> **Texto para leer**:
El perdón, como todo valor, puede aprenderse en la familia. Un sacerdote nos lo explica.
¿Por qué practicar el perdón en familia?, y ¿cómo enseñarlo a los niños y niñas? Empecemos por una historia.
Nicolás Bravo era un héroe del perdón. Don Leonardo Bravo amaba mucho a su patria; por eso, cuando se inició la lucha por la independencia, él, su hermano Miguel y su hijo Nicolás, se enrolaron como soldados, dispuestos a dar su vida. A don Leonardo lo tomaron prisionero y lo trajeron a México donde fue fusilado el 13 de septiembre de 1812.
Mientras tanto, su hijo, don Nicolás, venció a los españoles en la batalla del Palmar y les tomó 300 prisioneros. Ése mismo día recibió la noticia del fusilamiento de su padre. Lleno de dolor, su primera reacción fue ordenar que fusilaran a todos sus prisioneros al amanecer del día siguiente. Humanamente hablando era lo lógico, pero esa noche don Nicolás ganó otra batalla, la más importante de su vida, la batalla contra su deseo de venganza, y ¡perdonó la vida a los 300 prisioneros, además de ordenar su liberación!

> **Tarea**: Prolonga el texto sobre el perdón en la familia a partir de su última oración. Las filas provienen de una fuente distinta.

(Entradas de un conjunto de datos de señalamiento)
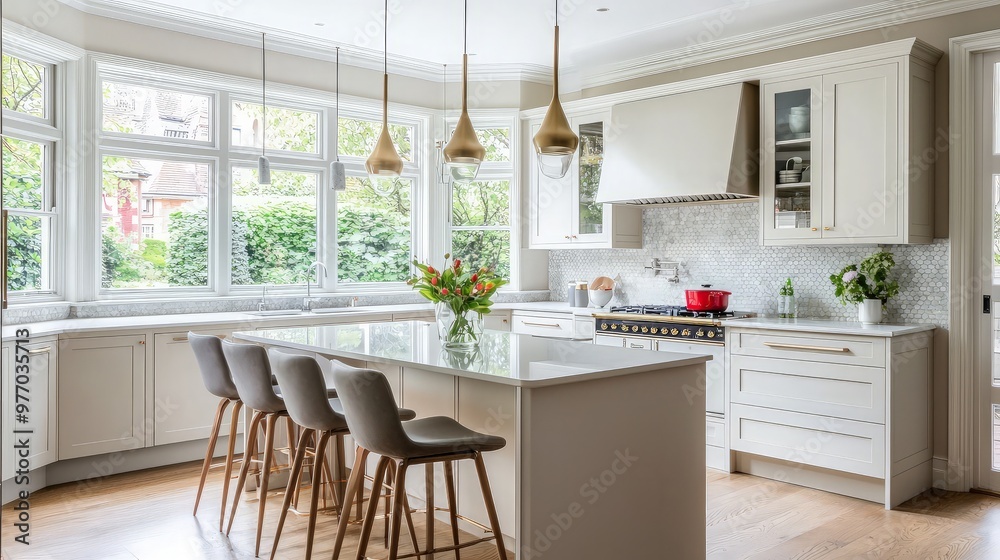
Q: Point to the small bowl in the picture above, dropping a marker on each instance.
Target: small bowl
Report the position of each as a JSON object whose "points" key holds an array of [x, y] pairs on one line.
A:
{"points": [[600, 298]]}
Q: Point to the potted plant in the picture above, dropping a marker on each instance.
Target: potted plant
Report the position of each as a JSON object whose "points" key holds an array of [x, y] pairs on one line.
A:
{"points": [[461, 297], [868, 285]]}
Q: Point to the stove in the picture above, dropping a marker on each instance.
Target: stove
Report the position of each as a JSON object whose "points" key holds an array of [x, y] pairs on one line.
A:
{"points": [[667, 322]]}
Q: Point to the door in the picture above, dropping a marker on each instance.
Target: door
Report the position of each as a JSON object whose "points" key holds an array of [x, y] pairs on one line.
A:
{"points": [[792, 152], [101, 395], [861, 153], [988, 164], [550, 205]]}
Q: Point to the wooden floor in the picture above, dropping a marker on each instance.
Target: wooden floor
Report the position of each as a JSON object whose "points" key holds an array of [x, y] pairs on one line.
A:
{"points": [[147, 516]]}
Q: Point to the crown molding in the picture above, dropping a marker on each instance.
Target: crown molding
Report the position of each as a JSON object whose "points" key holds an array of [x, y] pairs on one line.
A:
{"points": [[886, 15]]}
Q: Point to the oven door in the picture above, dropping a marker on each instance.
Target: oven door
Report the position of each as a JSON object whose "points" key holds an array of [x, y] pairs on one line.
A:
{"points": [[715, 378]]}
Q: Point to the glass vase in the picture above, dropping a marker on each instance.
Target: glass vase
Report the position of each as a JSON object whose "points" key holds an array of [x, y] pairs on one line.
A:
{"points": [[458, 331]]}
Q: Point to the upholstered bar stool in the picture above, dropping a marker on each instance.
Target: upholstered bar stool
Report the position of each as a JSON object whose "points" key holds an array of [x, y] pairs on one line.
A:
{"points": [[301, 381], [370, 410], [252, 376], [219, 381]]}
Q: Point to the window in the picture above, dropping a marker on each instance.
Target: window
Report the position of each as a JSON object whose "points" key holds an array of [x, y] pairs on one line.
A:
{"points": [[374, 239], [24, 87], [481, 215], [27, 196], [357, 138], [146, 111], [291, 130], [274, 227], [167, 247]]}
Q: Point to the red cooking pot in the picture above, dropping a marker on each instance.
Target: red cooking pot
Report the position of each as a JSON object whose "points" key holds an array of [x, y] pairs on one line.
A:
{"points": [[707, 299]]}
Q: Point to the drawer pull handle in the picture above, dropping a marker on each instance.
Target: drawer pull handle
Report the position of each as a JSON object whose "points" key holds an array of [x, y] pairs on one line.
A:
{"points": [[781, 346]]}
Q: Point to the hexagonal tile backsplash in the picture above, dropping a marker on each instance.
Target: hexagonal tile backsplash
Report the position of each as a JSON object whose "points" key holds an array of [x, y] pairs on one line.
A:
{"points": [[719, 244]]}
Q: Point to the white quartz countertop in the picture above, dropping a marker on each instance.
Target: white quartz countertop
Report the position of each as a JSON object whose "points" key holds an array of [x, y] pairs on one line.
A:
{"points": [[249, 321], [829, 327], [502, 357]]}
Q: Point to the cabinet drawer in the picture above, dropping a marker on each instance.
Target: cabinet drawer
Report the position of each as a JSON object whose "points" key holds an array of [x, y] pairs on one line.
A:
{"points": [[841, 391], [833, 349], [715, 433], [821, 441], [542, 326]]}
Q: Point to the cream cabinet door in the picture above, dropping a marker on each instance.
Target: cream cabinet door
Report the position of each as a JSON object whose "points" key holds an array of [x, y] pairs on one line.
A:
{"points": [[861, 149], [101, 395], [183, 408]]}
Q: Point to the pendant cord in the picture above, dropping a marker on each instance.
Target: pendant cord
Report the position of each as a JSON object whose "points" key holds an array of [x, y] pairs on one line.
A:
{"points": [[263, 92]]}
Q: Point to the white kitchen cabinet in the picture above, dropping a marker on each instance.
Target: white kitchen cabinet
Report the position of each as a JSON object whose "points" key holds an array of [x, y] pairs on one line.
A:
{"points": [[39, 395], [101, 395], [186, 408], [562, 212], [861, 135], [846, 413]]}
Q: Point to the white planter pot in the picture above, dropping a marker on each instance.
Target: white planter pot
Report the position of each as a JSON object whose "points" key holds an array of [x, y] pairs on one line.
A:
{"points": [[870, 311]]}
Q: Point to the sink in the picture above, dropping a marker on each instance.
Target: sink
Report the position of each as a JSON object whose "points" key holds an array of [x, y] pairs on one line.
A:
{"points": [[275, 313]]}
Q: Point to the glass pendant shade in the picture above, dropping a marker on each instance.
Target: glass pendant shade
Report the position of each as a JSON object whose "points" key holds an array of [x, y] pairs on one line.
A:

> **Resultado del ejercicio**:
Perdón y clemencia. El perdón es no tomar en cuenta la culpa. Clemencia es perdonar también la pena, y todo esto por benevolencia, es decir, por el amor de aquel que perdona.
Cuando alguien me ofende tiene culpa y merece una pena. Si la culpa es grave, la pena la aplica la autoridad designada para ejercer justicia. Si la culpa es leve, la pena suele ser que yo ya no le hable a esa persona, que la borre de la lista de mis amigos y que jamás vuelva a beneficiarla. Pero si procedo a hacerle el mal, entonces hablamos de venganza que suele ser más injusta que la ofensa original.
Lo contrario al amor es el odio y es este sentimiento el que nos lleva a guardar rencores interminables y a planear venganzas que nos hacen más indignos que el que nos ofendió. El odio nace de un exagerado amor a nosotros mismos, es decir, de nuestro egoísmo. Se dice que sufre más el que odia que el odiado y es muy cierto.
¿Por qué practicar el perdón?
El perdón nace de la bondad natural de la persona o del amor natural que se tiene al que cometió la culpa. Los peduaadres perdonan con mucha facilidad las faltas de los hijos porque los quieren.
Cuando se perdona una gran culpa, entonces se habla de que el que perdona tiene magnanimidad. Si además se perdona el castigo merecido por la culpa, entonces es clemente. Los cristianos perdonamos, además, por nuestros principios evangélicos.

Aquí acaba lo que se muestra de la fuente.